◆ The task: Scale the entries from the line with "# point at: white wall" through the end of the entries, both ends included. Reproduce every line, requests included, but multiply each coordinate in the answers by 1.35 and round to whole numbers with halves rounded up. Leave the requests and their sample coordinates unchanged, and output only these lines.

[Object position labeling entries]
---------------

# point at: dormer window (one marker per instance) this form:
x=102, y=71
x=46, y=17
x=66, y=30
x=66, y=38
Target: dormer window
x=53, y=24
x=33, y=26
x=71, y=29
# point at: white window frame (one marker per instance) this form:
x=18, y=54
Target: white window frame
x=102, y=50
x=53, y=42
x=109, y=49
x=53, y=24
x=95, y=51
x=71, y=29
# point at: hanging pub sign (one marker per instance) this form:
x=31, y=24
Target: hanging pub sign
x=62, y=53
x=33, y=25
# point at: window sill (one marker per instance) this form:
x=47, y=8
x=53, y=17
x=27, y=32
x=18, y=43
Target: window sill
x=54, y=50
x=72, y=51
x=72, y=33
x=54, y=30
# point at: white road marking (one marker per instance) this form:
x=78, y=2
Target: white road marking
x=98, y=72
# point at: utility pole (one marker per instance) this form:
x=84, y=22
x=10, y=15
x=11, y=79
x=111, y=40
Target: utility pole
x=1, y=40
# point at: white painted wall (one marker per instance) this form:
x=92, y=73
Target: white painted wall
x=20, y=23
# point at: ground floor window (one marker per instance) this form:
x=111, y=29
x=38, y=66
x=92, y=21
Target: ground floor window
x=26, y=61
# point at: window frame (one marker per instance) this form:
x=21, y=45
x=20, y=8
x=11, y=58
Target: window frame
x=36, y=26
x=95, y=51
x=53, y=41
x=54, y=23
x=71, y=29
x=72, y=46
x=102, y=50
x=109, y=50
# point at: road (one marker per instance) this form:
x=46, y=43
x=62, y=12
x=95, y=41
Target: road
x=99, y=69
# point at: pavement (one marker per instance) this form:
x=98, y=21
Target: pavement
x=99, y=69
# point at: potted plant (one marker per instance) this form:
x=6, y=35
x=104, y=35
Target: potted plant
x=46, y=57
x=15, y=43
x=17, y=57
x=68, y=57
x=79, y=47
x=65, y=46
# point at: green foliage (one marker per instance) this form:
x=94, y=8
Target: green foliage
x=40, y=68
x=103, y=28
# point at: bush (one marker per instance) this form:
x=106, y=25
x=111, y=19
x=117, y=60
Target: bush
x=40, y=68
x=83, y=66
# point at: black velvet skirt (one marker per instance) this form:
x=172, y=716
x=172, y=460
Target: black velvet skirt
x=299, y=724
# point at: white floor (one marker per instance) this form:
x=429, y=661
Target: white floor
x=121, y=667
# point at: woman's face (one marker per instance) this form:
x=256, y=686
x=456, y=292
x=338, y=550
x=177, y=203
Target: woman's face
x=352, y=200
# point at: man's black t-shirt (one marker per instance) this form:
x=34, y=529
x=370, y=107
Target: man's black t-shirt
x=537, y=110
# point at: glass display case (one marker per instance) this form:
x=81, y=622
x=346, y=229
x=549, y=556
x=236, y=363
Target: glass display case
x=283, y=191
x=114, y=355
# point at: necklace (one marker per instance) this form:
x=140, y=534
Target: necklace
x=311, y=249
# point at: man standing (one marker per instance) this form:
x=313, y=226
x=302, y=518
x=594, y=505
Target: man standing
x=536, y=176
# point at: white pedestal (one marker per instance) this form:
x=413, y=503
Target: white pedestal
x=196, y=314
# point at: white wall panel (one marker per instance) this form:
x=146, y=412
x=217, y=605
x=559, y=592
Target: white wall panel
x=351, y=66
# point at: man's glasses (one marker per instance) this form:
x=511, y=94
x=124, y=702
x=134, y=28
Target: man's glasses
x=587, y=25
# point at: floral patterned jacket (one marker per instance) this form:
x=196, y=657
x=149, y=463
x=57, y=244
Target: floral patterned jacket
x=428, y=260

---------------

◆ Solution to this problem:
# point at: white wall panel (one marker per instance) this form:
x=146, y=412
x=217, y=605
x=559, y=592
Target: white wall panel
x=474, y=89
# point at: man's glasses (one marker per instance) this form:
x=511, y=94
x=124, y=702
x=134, y=28
Target: man's glasses
x=792, y=34
# point at: floral patterned jacket (one marker per instance) this form:
x=196, y=657
x=149, y=463
x=57, y=244
Target: floral patterned jacket
x=578, y=351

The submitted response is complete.